Source.
William Nylander’s long road to dominance
Photo credit:© John E. Sokolowski-USA TODAY Sports
By Nick Richard1 year ago
“I look forward to dominating.”
Those were just a few of the words @William Nylander had for the media ahead of Leafs training camp in 2019, following a disappointing season that was derailed by a contentious contract negotiation that lasted right up until the signing deadline on December 1st. He would end up missing the first two months of the 2018-19 season before coming to terms on a six-year deal with the Leafs and never really found his footing while playing catch-up with the rest of the league. Perhaps feeling the pressure of his new contract, Nylander managed just seven goals and 20 assists over 54 games that year – the lowest points per game mark of his career.
Even in the most difficult season of his career, there were signs that things would eventually turn for Nylander. He led the team with a 55.64 xGF% and put up an identical individual expected goals per 60 rate as the previous season when he scored 20 goals in 82 games, but he suffered from some poor shooting luck and just wasn’t as sharp with the puck on his stick in scoring situations.

Supplied material.
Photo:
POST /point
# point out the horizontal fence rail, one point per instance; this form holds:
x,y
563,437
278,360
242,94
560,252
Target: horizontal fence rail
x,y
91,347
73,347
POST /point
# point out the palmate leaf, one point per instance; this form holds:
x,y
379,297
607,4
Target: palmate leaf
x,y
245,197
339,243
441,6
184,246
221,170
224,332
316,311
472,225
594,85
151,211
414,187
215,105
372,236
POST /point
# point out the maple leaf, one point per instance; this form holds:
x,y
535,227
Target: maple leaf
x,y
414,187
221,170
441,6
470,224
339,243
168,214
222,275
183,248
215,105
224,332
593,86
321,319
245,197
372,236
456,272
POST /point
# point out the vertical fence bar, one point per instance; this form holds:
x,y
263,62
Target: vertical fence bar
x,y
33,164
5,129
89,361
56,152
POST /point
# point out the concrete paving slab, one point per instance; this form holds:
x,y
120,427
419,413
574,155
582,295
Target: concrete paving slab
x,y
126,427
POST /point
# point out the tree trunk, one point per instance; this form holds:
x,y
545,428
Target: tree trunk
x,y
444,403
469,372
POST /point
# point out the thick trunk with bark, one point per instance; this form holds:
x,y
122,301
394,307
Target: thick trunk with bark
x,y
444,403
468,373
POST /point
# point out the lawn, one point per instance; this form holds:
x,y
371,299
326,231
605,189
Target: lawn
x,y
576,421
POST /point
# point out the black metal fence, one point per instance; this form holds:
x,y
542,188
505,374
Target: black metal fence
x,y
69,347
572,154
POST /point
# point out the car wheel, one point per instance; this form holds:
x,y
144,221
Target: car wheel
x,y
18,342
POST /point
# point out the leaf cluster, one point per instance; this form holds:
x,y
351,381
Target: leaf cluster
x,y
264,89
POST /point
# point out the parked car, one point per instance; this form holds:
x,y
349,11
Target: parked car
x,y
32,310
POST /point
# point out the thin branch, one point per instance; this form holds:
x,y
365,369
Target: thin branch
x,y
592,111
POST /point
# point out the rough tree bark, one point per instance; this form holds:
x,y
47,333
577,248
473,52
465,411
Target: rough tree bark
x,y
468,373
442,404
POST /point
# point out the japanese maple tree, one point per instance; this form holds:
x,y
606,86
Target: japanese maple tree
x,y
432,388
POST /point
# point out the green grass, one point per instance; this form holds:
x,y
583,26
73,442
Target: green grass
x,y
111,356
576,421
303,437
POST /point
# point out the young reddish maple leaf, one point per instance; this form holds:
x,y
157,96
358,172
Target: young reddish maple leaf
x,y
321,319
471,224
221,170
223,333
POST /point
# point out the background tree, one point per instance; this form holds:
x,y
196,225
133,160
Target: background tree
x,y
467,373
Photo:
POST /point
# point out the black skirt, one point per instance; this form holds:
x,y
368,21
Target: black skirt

Work to complete.
1. List every numerical statistic that the article about William Nylander gives for his 2018-19 season.
2. Resume the article about William Nylander's road to dominance, starting right after its last sentence.

The results.
1.
- seven goals
- 20 assists
- 54 games
- a 55.64 xGF%

2.
To say that Nylander has had his share of doubters, both in the media and among the fanbase, would be an understatement. The fact that he had such a public contract standoff and struggled to produce upon his return only added fuel to the fire, but the dynamic winger has slowly and surely proved his doubters wrong.
Nylander set a career-high with 31 goals in 68 games during the 2019-20 season, and likely would have pushed for 40 if the season hadn’t been shut down. He finished the season tied for 15th in goal-scoring and his .86 points per game were also the highest of his career but it wasn’t just the raw production that was notable, it was the way he was producing. Often criticized for spending too much time playing on the perimeter in the past, Nylander made a concerted effort to get into the dirty areas more frequently and was one of the league’s most effective scorers from in close.
Just take a look at where he scored his goals from that season:
William Nylander 2019-20 goal map via InStat Hockey
Nylander had always done well to generate shots from dangerous areas and saw a slight uptick from 2.4 shot attempts in the home plate area in 2018-19 to 2.7 per game in 2019-20. Breaking it down further, however, reveals one of the biggest factors in Nylander’s 31 goal breakout season. In 2018-19, he managed just .87 shot attempts per game from in and around the crease but that number ballooned to 1.3 attempts per game the following season.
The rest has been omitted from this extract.